▸ READING TEXT:
Read Ecclesiastes. What does it tell us? Read chapter 3?

Everything is worthless and empty


Ecclesiastes is sometimes a hard book of the bible to read. It’s a little esoteric. It tends to seem a little jaded and ends with the bleak conclusions that no one can find the best ways of acting and no one can know the future. It ends the way it begins, with the famous lines: Vanities of Vanities, all is vanity. Which is the Hebrew translates to be something more like emptiness, or absurdity. A vacuum of meaninglessness.

It’s a strange book.

It’s author, for whom the book is named, in Hebrew has the title Qoheleth. Ecclesiastes is the Greek attempt at the Hebrew, but the Hebrew itself is a little ambiguous, sharing possible roots with the word for assemble and speak. Our best answer right now is that it was some kind of title given to the assembler of the wisdom, or to a speaker, or preacher, or just simply The Gatherer.

Chapter 3 is where the idea of "eat drink and be merry begins." Something that scripture itself echos in Luke 12:19, and in Isaiah 23:13. Though, it’s not proposing a hedonistic lifestyle. It’s not putting forward the Biblical backing for a life of selfishness. It is accepting the loss of control that humans have in comparison to the authority of God. The last part of verse 13 in chapter 3 says clearly, that life is God’s gift, and that our merriment comes in our toil, that is, our work. The things we do, our called actions, our very lives.

Calvin teaches us that ultimately, the work of the universe is God’s work, and as we have a just God, we can trust that the work will be done justly. In that same vein, Qoheleth, the Gatherer, speaks. God is in control.

It is only our human selfishness or human jadedness reads into this wisdom book and places things here that aren’t intended.

All the talk of dust and dying, and questions about where the human spirit goes afterwards can be a little disheartening, but the main purpose of the entire book is that human understanding cannot compare to God, and that our lives are tied to the other creatures that God has made. We all live, eat, breath, and die, on the same planet. Our control is an illusion that we have created. Qoheleth’s words do not shy away from the very hard idea that you can’t take it with you. And that the mystery of life should be enjoyed as we are gifted the time we have to enjoy it.

And really, the Gospel of Matthew has Jesus saying the same thing.

Or, perhaps, if we read Matthew 11:20 ad following, what we might call a litany of woe, it doesn’t sound like an invitation to enjoy life?

We are met in this verse from Matthew with a warning. Jesus is saying woe to this city and woe to that one. It is in this warning in which Jesus is following a model created by the prophets of old. Prophets that everyone listening in that era would have been familiar with, and this style would have piqued their interest, it would have tipped them off to re-remember those prior verses: Jeremiah 2-11; Ezekiel 24; Amos 2:4-3:8; Micah 1:9-15. But more interesting, Jesus is almost quoting from Isaiah 22. The warning of the destruction of Jerusalem. In this chapter of Isaiah the prophet warns:

"Your rulers have all fled together;

they were captured without the use of a bow.[a]

All of you who were found were captured,

though they had fled far away.[b]

4 Therefore I said:

Look away from me,

let me weep bitter tears;

do not try to comfort me

for the destruction of my beloved people."

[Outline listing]
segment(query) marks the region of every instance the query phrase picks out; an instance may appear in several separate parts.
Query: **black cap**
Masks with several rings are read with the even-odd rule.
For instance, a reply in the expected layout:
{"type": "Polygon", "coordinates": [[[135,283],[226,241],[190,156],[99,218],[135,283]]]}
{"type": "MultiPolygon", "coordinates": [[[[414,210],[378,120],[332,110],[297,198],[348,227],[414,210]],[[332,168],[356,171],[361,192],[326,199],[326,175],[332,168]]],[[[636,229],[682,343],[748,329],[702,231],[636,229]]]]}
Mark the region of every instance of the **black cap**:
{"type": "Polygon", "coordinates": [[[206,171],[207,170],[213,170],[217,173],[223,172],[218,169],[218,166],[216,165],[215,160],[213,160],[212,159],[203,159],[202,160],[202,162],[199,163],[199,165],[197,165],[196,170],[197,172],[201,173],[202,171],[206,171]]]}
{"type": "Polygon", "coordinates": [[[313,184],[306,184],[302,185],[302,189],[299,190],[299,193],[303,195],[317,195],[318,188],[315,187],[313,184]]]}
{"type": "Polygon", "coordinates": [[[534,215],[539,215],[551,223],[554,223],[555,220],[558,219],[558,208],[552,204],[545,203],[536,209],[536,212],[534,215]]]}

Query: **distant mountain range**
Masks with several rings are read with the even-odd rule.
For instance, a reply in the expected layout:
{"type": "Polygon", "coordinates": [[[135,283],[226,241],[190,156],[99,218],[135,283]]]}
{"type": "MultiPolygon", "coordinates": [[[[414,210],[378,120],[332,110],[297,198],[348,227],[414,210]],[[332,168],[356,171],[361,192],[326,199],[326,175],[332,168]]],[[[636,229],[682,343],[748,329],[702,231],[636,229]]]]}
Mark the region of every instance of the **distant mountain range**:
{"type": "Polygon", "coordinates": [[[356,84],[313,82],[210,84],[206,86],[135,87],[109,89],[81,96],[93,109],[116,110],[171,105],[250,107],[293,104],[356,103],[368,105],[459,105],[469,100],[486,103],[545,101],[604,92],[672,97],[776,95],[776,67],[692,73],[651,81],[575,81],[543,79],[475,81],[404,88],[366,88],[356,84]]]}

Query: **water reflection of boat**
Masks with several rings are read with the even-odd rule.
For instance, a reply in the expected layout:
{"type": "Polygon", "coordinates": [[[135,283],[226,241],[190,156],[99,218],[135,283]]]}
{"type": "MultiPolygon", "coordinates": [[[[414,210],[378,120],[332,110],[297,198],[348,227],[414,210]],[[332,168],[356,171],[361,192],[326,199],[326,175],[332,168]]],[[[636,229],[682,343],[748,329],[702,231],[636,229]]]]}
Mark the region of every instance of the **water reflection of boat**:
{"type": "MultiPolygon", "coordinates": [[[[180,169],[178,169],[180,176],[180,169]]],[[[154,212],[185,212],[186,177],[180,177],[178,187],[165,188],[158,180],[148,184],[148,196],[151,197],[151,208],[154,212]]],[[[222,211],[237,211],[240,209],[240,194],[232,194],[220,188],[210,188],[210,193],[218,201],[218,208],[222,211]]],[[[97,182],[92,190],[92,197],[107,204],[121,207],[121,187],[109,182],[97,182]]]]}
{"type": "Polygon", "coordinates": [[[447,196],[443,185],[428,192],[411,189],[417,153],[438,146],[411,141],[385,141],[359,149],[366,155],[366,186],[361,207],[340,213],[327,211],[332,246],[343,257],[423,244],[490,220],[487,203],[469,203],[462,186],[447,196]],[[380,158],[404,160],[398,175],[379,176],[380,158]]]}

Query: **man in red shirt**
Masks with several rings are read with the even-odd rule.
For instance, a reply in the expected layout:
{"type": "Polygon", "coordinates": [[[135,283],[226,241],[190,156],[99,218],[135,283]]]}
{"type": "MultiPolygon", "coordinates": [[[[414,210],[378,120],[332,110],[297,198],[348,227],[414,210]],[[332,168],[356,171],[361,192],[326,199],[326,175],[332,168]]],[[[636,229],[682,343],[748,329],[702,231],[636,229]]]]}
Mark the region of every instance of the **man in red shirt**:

▸ TASKS TO COMPLETE:
1) Answer these questions about the Ecclesiastes text:
(a) What title does the book's author have in Hebrew?
(b) According to Calvin, whose work is the work of the universe?
(c) Which chapter of Isaiah is Jesus said to be almost quoting?
2) The Ecclesiastes text lists several passages from the prophets that its warning would have led listeners to re-remember. List all of these passages.
3) Write out the stretch of the Ecclesiastes text from "It is only our" through "to enjoy it.".
Nothing here requires the listing.

▸ RESULTS IN ORDER:
1)
(a) Qoheleth
(b) God's
(c) Isaiah 22

2)
Jeremiah 2-11
Ezekiel 24
Amos 2:4-3:8
Micah 1:9-15

3)
It is only our human selfishness or human jadedness reads into this wisdom book and places things here that aren’t intended.

All the talk of dust and dying, and questions about where the human spirit goes afterwards can be a little disheartening, but the main purpose of the entire book is that human understanding cannot compare to God, and that our lives are tied to the other creatures that God has made. We all live, eat, breath, and die, on the same planet. Our control is an illusion that we have created. Qoheleth’s words do not shy away from the very hard idea that you can’t take it with you. And that the mystery of life should be enjoyed as we are gifted the time we have to enjoy it.